**EXERCISE TASK:** Exactly as written, retype the listing below, omitting the pictures.

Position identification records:
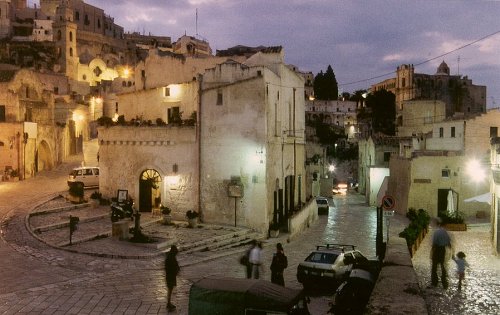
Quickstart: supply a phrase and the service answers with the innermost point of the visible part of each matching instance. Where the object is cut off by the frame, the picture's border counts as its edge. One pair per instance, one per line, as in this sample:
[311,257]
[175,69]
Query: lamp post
[331,168]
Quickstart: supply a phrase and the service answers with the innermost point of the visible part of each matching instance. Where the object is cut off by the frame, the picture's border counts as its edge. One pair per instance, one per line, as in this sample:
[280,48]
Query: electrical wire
[425,61]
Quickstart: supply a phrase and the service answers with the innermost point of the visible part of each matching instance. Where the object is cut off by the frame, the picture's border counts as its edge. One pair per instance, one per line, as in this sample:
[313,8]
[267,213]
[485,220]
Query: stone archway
[149,190]
[43,157]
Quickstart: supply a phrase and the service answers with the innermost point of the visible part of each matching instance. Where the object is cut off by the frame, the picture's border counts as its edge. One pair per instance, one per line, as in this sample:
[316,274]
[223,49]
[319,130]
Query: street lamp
[331,168]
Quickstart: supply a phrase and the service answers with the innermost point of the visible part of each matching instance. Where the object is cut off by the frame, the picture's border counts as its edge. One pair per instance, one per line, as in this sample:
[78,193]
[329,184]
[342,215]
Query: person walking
[278,265]
[441,242]
[245,259]
[255,260]
[171,271]
[461,264]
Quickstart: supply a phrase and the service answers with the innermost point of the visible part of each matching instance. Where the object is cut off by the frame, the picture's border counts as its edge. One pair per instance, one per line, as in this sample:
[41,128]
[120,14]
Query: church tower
[65,39]
[5,18]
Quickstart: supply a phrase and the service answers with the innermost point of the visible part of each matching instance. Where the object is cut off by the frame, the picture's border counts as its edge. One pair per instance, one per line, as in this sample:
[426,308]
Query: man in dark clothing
[440,242]
[171,270]
[278,265]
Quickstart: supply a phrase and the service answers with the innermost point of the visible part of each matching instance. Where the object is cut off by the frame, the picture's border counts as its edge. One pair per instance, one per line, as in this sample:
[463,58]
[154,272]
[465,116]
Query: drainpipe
[198,138]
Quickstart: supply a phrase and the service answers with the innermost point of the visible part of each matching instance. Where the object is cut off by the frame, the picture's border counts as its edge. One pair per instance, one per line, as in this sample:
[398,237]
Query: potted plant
[192,217]
[165,211]
[95,199]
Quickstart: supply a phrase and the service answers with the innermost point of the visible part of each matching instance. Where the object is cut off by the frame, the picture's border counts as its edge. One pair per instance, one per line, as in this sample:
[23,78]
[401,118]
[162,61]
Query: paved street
[39,279]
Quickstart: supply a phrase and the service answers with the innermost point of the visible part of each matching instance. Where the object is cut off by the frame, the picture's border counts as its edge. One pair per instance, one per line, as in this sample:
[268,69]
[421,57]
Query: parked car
[330,264]
[85,176]
[229,296]
[340,189]
[353,294]
[323,206]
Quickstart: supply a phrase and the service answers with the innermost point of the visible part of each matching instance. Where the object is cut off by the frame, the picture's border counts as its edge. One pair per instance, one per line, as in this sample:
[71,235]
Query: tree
[325,85]
[383,109]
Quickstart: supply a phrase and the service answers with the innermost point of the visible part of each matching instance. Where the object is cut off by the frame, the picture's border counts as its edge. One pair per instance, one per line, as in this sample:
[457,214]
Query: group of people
[441,247]
[252,260]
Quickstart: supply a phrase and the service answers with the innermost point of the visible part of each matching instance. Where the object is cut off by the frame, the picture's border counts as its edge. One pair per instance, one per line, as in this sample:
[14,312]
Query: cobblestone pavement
[39,279]
[481,290]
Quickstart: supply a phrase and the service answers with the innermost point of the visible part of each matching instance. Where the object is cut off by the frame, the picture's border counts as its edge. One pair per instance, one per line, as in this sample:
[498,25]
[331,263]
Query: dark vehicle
[330,264]
[353,294]
[233,296]
[323,206]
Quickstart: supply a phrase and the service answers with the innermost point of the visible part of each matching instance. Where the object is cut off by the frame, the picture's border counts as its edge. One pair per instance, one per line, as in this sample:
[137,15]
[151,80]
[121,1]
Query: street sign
[388,202]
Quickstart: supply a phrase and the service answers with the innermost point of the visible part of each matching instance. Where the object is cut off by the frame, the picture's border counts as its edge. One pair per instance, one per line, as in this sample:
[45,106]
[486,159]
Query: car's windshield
[322,258]
[322,201]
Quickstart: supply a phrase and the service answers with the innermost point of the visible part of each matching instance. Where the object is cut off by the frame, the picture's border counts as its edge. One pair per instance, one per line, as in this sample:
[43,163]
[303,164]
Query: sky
[363,40]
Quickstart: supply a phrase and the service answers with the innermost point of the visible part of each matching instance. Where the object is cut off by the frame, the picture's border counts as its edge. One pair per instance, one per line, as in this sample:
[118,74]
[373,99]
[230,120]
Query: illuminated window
[219,97]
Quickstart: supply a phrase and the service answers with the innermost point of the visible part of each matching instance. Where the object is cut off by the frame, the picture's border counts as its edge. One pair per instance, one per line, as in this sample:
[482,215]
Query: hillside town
[236,134]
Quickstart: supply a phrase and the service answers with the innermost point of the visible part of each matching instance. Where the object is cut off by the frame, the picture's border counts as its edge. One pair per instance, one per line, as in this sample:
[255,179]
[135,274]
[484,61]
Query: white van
[85,176]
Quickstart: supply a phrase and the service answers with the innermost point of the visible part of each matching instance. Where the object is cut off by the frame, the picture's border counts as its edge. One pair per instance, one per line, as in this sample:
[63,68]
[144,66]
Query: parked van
[233,296]
[85,176]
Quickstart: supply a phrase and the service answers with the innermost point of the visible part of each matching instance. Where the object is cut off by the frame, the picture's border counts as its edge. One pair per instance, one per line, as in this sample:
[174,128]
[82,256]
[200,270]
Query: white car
[85,176]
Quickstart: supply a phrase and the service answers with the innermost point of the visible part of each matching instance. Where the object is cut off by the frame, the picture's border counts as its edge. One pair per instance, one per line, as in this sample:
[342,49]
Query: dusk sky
[359,39]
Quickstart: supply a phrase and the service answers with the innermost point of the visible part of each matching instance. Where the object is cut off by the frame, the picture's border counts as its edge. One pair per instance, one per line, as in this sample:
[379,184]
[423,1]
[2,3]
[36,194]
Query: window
[493,131]
[219,97]
[387,156]
[2,112]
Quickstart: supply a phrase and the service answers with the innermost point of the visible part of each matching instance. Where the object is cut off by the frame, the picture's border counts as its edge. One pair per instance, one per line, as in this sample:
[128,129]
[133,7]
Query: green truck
[232,296]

**COMPLETED TASK:**
Quickstart: supply a phrase and the service answers with the innermost point of the visible part of each matching instance. Where the object is cut off by the frame, the picture's border counts as its edge. One pair per instance, one per line, as in this sample:
[311,257]
[175,69]
Query: lamp post
[331,168]
Quickstart: supply a phrase and the service answers with the innermost point of the visible part of each matching instance. Where the object is cut off by the frame, the picture's border counts as its edge. One pair per instance, one per line, as in this sample:
[280,48]
Query: electrical wire
[425,61]
Quickstart: supply a phrase and the service answers with the innermost point of the visible part of each matching instance. Where the object is cut off by the frame, the picture's border counts as its edge. One pair per instance, one per line, as in this sample:
[313,8]
[267,213]
[485,220]
Query: stone archway
[149,190]
[43,157]
Quickstart: supply a phrase and the service answers with the innermost point of the visible part of each matching instance. Where the object is cut off by the frame, the picture's border counts as its edge. One pair per instance, one per line, as in this sample:
[316,274]
[223,49]
[319,130]
Query: street lamp
[331,168]
Quickstart: supply a phrase and the service answers with the innermost point of the visible part of each matching instance. Where the object is cut off by the frame, the picture's border counts as its edge. One pair per instance, one per line, as in this sample:
[78,193]
[329,184]
[342,215]
Query: person walking
[278,265]
[441,242]
[245,259]
[255,260]
[171,271]
[461,264]
Quickstart: supply a phrase and the service answers with the innermost point of the visible part of each matching instance. Where the object is cut off by the frame, the picture's border counts as its edge. One pair per instance, one per line, as in this sample:
[41,128]
[120,14]
Query: church tower
[65,39]
[5,18]
Quickstart: supply a phrase and the service answers with the innermost point of the visible part of each matching instance. Where the object is cut off by the frame, the picture's border counts as its edge. One pair per instance, one per line, as in this sample:
[426,308]
Query: man in dark clothing
[440,242]
[171,270]
[278,265]
Quickstart: supply a phrase and the service answers with the innermost point of the visible part of each matching instance. Where the object is cut off by the frame, the picture's border counts as its edge. One pair per instance, one per line, as in this sample:
[463,58]
[154,272]
[465,116]
Query: drainpipe
[198,138]
Quickstart: supply a phrase and the service answers with the innermost point of the visible part of each matching instance. Where the object is cut off by the frame, the picture's border counts as its edge. One pair per instance, one per line, as in this sample:
[398,237]
Query: potted plant
[192,217]
[165,211]
[95,199]
Quickstart: supply a phrase and the service answers with the innermost point of the visible part of each matching instance. Where the object is cut off by the frame, the picture's border counts as its edge. One pair per instance, one per line, as in this sample:
[23,78]
[401,118]
[162,61]
Query: paved street
[39,279]
Quickstart: supply a phrase and the service answers with the innermost point of the visible part of each matching instance. Where the object is cut off by the frame, the picture's border counts as its edge. One pair per instance, one per line, as in this sample:
[268,69]
[421,57]
Query: parked car
[330,264]
[85,176]
[229,296]
[340,189]
[353,294]
[323,206]
Quickstart: supply a phrase and the service answers with the innermost point of the visible part of each matching instance. Where the object is cut off by the frame, the picture's border counts as its edge. One pair per instance, one per line, as in this sample:
[71,235]
Query: tree
[325,85]
[383,109]
Quickstart: supply a phrase and the service answers with the innermost point of the visible part of each matching instance. Where the object is cut off by the frame, the picture's border counts as its edge. One pair per instance, one per line, as in this sample:
[457,214]
Query: group of people
[441,247]
[252,260]
Quickstart: supply a phrase and the service answers with the innermost point of the visible part of each matching instance. Where the object is cut off by the frame, the picture's border counts as its edge. One pair per instance, one per line, as in this sample:
[14,312]
Query: cobblestone pavement
[39,279]
[481,290]
Quickstart: supply a phrase and the service answers with the innermost point of the visible part of each matching instance. Where the object is cut off by the frame, the picture's border counts as its edge. One pair per instance, one per line, as in this sample:
[498,25]
[331,263]
Query: dark vehicle
[330,264]
[353,294]
[233,296]
[323,206]
Quickstart: supply a phrase and the service answers with the innermost point of the visible part of each matching instance. Where the object is cut off by the frame, the picture's border counts as its edge. One pair per instance, one per line, as in this sample:
[137,15]
[151,80]
[121,1]
Query: street sign
[388,202]
Quickstart: supply a phrase and the service answers with the innermost point of the visible part of each matching instance. Where the object is cut off by the frame, the picture's border counts as its edge. One pair per instance, one per line, as in this sample:
[45,106]
[486,159]
Query: car's windshield
[322,258]
[322,201]
Quickstart: supply a phrase and the service answers with the innermost point of the visible part of each matching instance. Where the object is cut off by the frame, the picture's border counts as its edge. One pair per instance, one per line, as in this sample:
[43,163]
[303,164]
Query: sky
[363,40]
Quickstart: supply a phrase and the service answers with the innermost point of the visible part of each matching instance. Where the object is cut off by the frame, the picture's border counts as its edge. One pair per instance, one per line, as in this sample:
[118,74]
[373,99]
[230,120]
Query: illuminated window
[219,97]
Quickstart: supply a phrase and the service answers with the innermost point of the visible part of each matching instance. Where the object is cut off by the frame, the picture's border counts as its edge. One pair per instance, one per line, as in this sample:
[482,215]
Query: hillside town
[236,134]
Quickstart: supply a phrase and the service answers with the innermost point of the visible part of each matching instance. Where the object is cut off by the frame, the picture's border counts as its edge. One pair per instance, one per line, as in this sample:
[255,179]
[135,274]
[484,61]
Query: white van
[85,176]
Quickstart: supply a phrase and the service answers with the innermost point of the visible part of each matching instance. Where the object is cut off by the frame, the picture's border counts as its edge. One pair per instance, one per line, as in this sample:
[63,68]
[144,66]
Query: parked van
[233,296]
[85,176]
Quickstart: supply a phrase and the service answers with the innermost point of the visible part of each matching instance. Where the object is cut off by the frame, the picture's border counts as its edge. One pair per instance, one per line, as in this sample:
[174,128]
[82,256]
[200,270]
Query: white car
[85,176]
Quickstart: supply a phrase and the service answers with the innermost point of the visible part of each matching instance. Where the object is cut off by the frame, the picture's border counts as its edge. One pair per instance, one per line, as in this sample:
[342,49]
Query: dusk sky
[359,39]
Quickstart: supply a phrase and the service answers with the innermost point of the visible part of each matching instance. Where the object is cut off by the frame, the picture's border counts as its edge. One pair per instance, one per line, as in this sample:
[379,184]
[423,1]
[2,3]
[36,194]
Query: window
[493,131]
[219,97]
[387,156]
[2,112]
Quickstart: supply a phrase and the service answers with the innermost point of the visible part of each matching instance. Where the object is cut off by the frame, the picture's border counts as its edge. One pair per instance, one per line, as in this sample:
[128,129]
[133,7]
Query: green truck
[232,296]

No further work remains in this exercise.